[begin Text shown]

Both wind and grid grew. Our wind business revenue increased by more than 30% over the year-ago quarter while our grid business revenue grew by 10% over the same period. We believe this unprecedented quarterly revenue level represents an inflection point for our company. As we have stated, margins will be compressed as we work off Neeltran backlog. The good news is, we were able to complete several of these projects during our fourth quarter and only have a couple more to deliver. Orders that we have been generating across our product lines have been in many cases at higher prices and with expected higher margins. As we work off the remainder of this backlog, we expect to see gross margin expansion, as well as dramatic operating cash flow improvements.
I think this is one of the main themes you’ll hear throughout this call. Additionally, our 12-month backlog of more than $125 million indicates that we could be able to maintain these revenue levels going forward. During fiscal 2022, we’ve decreased overhead spending, and have raised prices across all product lines, where possible. Fiscal year 2022 is one of continued business diversification and strong global orders growth. We announced $150 million of new energy power systems orders during the year. This is an increase of more than 75% over the prior year levels. In fiscal 2022, we saw robust order bookings for the entire company, of over $165 million. Our revenues for fiscal 2022 were $106 million. Clearly, our backlog is telegraphing growth.
We delivered our first ship protection system and are installing it on the ship. We are in the process of delivering the second ship protection system. We received an order for our fifth ship protection system. We began engineering work to specify a potential solution for foreign navies. We’ve been talking about more ship content coming and you can see this with our recent announcement of our mine countermeasure system. If and when this program goes into production, it would dramatically impact the business’ cash generation capabilities. We met specified performance requirements with our resilient electric grid system, releasing $5 million of restricted cash in the quarter. Our installed system in Chicago is performing as planned and has become a showcase for the technology.
We are in active detailed discussions with several utilities about specific possible projects for each utility. We’ve been working on developing more than a dozen projects here in the United States. We saw nearly 20% year-over-year growth in our wind business as Inox business prospects begin to improve. We’ll talk more about the prospects for this part of our business, and our recent announcement later in the call. We saw nearly 20% increase in international revenues versus fiscal 2021. Similar to fiscal 2021 we saw diverse revenue in renewable, industrial, semiconductor, mining and navy projects. About one-fourth of our sales were for renewable projects. Industrials represented about a fourth as well. Semiconductor projects accounted for about 15%.
Metal, mining and materials were nearly 10% and the Navy was just above 10%. The diversity of orders and sales allowed us to transition from almost a pure play in wind to a company now focus on the power grid and military resiliency markets. The primary challenge now will be, can we stabilize at these revenue levels and demonstrate margin improvement? Secondly, what is the pathway to grow to even higher levels of quarterly revenue? We will discuss more on this after John talks to the financial results for the quarter. Now, I’ll turn the call over to John Kosiba to review our financial results for the fourth quarter and full fiscal year 2022 and provide guidance for the first quarter of fiscal 2023, which will end June 30, 2023. John?

[end Text shown]
[begin Record excerpts]

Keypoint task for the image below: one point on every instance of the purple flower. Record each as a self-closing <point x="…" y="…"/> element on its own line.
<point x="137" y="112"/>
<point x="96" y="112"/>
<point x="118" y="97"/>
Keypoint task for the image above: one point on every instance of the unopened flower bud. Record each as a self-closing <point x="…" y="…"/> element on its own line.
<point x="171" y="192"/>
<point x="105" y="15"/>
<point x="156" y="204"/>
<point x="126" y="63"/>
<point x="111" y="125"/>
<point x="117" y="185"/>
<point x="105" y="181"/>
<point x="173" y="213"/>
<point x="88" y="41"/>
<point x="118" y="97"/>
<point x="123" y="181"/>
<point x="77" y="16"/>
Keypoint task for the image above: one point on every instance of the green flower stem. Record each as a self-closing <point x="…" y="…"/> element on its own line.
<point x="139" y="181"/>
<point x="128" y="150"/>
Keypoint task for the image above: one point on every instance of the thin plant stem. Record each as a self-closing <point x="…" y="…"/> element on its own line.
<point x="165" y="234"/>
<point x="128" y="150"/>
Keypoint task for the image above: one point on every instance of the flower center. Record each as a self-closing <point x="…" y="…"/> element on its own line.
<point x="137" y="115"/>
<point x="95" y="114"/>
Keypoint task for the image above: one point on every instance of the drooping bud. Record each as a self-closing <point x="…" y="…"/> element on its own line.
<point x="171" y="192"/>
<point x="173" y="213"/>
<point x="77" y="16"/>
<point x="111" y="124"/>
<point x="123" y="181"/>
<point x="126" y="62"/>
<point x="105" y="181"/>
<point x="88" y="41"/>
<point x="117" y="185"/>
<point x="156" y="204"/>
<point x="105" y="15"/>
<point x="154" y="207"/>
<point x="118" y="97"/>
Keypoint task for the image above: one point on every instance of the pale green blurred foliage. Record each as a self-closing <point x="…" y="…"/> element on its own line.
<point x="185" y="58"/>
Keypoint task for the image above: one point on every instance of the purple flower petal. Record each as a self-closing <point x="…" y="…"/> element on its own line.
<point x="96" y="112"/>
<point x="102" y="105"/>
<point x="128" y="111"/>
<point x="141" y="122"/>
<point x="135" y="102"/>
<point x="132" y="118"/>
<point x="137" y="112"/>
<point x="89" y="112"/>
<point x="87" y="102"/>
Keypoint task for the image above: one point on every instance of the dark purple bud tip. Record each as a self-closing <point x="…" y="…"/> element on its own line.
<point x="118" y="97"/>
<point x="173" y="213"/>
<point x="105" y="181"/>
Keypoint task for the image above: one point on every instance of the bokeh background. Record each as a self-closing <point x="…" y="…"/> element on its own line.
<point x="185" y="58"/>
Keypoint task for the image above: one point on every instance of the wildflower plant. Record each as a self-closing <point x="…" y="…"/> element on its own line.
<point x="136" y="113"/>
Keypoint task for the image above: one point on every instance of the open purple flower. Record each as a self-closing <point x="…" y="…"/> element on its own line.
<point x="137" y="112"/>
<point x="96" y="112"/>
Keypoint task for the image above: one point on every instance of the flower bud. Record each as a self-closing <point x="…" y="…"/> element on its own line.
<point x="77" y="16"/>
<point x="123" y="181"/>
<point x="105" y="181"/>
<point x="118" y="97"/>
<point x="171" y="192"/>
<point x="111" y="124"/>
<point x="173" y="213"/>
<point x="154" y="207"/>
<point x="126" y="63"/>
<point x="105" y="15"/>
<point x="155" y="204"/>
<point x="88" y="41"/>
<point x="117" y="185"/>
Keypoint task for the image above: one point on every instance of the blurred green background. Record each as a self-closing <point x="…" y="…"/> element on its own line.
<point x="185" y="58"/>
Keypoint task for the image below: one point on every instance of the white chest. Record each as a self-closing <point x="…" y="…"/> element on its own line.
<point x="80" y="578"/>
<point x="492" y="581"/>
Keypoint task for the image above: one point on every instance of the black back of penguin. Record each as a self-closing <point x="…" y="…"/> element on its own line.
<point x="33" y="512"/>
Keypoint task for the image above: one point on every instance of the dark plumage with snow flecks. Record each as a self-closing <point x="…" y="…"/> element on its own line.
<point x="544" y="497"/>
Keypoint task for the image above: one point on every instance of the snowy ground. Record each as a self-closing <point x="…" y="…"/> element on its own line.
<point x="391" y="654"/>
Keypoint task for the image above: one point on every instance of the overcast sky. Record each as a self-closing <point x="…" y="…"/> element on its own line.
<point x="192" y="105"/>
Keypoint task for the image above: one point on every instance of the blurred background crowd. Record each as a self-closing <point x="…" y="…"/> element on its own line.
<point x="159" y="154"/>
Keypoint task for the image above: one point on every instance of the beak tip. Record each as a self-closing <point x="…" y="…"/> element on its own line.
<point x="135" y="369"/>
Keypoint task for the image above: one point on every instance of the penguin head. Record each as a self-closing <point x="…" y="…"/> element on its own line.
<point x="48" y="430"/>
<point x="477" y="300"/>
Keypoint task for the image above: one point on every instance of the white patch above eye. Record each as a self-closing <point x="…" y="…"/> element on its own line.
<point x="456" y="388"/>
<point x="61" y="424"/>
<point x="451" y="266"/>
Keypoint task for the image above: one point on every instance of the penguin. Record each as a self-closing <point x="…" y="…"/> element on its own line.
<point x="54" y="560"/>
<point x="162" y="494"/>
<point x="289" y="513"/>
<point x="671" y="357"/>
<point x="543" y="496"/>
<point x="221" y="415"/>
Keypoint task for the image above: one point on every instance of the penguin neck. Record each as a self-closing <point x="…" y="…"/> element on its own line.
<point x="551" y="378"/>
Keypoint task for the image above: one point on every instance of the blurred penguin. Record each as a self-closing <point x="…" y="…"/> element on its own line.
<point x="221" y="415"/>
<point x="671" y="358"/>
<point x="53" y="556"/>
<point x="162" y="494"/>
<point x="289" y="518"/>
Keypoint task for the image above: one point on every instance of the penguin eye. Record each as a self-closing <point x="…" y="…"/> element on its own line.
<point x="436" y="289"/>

[end Record excerpts]

Exercise tasks:
(1) Reproduce the earnings call remarks between "Metal, mining and" and "30, 2023. John?", inclusive, replacing "power grid" with "electric grid".
(2) According to the earnings call remarks, what were the company's revenues for fiscal 2022?

Final answers:
(1)
Metal, mining and materials were nearly 10% and the Navy was just above 10%. The diversity of orders and sales allowed us to transition from almost a pure play in wind to a company now focus on the electric grid and military resiliency markets. The primary challenge now will be, can we stabilize at these revenue levels and demonstrate margin improvement? Secondly, what is the pathway to grow to even higher levels of quarterly revenue? We will discuss more on this after John talks to the financial results for the quarter. Now, I’ll turn the call over to John Kosiba to review our financial results for the fourth quarter and full fiscal year 2022 and provide guidance for the first quarter of fiscal 2023, which will end June 30, 2023. John?

(2) $106 million.